Written exercise: Below are the records. Restate word for word every line from the one that contains "point: red football" through the final line, both included.

Material provided:
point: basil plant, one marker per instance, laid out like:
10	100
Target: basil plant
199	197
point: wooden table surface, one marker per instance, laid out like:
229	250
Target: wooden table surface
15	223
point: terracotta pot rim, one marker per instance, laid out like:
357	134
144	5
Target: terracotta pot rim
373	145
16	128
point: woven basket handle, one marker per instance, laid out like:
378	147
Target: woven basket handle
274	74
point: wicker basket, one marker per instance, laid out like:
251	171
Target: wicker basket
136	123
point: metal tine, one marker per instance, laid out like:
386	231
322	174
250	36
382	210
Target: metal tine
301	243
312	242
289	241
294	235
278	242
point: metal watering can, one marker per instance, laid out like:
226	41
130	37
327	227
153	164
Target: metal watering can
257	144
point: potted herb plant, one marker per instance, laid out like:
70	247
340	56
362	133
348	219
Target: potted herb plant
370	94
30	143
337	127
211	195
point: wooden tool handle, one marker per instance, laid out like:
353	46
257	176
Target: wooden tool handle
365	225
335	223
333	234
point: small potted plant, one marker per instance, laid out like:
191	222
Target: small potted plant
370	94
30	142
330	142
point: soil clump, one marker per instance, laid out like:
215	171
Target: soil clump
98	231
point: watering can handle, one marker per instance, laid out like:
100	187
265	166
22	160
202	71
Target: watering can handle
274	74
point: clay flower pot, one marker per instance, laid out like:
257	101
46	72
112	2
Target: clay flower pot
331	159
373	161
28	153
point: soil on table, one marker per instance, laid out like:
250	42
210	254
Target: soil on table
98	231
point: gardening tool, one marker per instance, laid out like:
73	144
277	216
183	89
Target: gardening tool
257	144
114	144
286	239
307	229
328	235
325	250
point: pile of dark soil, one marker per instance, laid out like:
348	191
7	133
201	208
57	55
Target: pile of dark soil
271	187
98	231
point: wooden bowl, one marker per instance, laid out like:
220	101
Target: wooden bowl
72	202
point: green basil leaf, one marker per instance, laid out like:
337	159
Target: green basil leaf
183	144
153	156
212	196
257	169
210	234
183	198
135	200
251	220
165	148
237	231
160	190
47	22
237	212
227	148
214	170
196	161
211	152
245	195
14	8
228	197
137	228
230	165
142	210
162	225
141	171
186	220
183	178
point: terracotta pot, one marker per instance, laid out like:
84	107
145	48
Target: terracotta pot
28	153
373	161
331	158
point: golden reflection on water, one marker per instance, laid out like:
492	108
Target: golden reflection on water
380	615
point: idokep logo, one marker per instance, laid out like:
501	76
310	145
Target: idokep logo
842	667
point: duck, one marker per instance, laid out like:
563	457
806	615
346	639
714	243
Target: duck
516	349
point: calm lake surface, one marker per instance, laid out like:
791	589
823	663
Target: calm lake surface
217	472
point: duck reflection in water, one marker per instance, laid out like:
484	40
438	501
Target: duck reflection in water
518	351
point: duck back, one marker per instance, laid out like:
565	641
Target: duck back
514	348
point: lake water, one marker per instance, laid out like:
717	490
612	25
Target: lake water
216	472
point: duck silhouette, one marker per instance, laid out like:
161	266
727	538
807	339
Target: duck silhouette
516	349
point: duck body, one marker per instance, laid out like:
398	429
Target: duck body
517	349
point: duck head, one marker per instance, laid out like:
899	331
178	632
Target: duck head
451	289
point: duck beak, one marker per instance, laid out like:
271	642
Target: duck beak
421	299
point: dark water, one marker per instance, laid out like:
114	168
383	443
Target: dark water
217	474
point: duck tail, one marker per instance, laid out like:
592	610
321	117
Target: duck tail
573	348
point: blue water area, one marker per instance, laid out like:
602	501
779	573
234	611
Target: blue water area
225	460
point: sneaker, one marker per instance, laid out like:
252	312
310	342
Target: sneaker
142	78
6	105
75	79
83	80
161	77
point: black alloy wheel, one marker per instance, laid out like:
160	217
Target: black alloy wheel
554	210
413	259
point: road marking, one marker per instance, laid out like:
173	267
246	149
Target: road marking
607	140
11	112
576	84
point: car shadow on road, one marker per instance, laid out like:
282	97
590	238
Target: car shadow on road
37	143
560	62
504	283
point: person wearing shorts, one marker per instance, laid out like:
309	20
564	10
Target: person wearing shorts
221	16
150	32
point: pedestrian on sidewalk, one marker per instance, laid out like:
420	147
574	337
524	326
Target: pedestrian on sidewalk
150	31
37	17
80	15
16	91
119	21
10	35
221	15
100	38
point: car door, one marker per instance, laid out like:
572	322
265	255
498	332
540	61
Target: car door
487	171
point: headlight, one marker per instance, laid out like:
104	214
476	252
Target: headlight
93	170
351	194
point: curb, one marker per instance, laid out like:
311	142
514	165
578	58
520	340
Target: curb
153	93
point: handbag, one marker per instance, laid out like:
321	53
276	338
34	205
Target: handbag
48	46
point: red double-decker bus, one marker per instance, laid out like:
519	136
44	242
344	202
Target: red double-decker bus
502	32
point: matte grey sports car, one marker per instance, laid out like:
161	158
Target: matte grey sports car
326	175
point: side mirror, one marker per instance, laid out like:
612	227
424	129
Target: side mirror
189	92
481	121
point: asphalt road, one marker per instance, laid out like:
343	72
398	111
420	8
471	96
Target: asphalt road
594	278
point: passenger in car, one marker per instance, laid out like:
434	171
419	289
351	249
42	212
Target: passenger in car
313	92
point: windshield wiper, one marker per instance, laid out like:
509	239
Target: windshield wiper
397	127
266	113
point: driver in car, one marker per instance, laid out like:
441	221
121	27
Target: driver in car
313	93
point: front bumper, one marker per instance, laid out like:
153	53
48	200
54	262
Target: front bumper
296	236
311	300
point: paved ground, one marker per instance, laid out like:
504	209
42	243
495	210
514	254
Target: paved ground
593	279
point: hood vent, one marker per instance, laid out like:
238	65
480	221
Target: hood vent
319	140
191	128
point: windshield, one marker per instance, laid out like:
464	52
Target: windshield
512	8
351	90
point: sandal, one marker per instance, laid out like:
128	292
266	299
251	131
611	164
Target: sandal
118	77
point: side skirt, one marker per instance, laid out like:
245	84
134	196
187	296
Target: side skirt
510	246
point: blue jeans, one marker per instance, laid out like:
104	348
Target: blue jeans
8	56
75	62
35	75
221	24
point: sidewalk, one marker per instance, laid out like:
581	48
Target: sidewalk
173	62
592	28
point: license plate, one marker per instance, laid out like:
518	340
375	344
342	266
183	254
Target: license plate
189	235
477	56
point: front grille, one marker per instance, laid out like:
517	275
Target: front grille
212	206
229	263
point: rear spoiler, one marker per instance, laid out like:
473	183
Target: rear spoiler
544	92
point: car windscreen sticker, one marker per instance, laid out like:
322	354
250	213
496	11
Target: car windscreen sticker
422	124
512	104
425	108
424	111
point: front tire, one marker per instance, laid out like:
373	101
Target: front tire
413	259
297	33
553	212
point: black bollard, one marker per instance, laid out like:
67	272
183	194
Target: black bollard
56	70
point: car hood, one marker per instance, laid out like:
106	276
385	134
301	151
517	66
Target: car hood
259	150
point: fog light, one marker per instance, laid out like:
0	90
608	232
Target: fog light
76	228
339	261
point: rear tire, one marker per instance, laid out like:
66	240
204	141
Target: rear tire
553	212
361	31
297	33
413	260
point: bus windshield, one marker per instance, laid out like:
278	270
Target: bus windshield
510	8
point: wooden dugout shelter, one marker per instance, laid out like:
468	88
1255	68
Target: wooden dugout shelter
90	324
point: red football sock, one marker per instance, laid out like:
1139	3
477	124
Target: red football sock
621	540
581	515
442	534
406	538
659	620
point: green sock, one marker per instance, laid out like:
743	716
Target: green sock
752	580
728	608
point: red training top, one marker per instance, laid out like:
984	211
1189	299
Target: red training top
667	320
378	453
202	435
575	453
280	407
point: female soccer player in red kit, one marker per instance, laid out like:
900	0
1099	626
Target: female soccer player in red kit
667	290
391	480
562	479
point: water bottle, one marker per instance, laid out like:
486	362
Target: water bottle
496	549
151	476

Response to this task:
point: red football sock, one marker per instance, laid out like:
1139	3
477	124
Target: red football sock
621	540
581	515
442	534
406	538
659	620
point: green sock, one marker per instance, laid out like:
743	716
Target: green sock
752	580
728	608
point: red training top, one marker per instance, laid out like:
984	211
1189	299
Target: red training top
667	320
378	453
202	435
575	453
280	407
point: female soccer player in red kit, one marker per instance, laid out like:
900	0
1099	626
Target: female soccer player in red kit
667	290
391	480
562	479
point: water bottle, one marker per instance, laid out like:
486	362
Target: water bottle
496	549
151	476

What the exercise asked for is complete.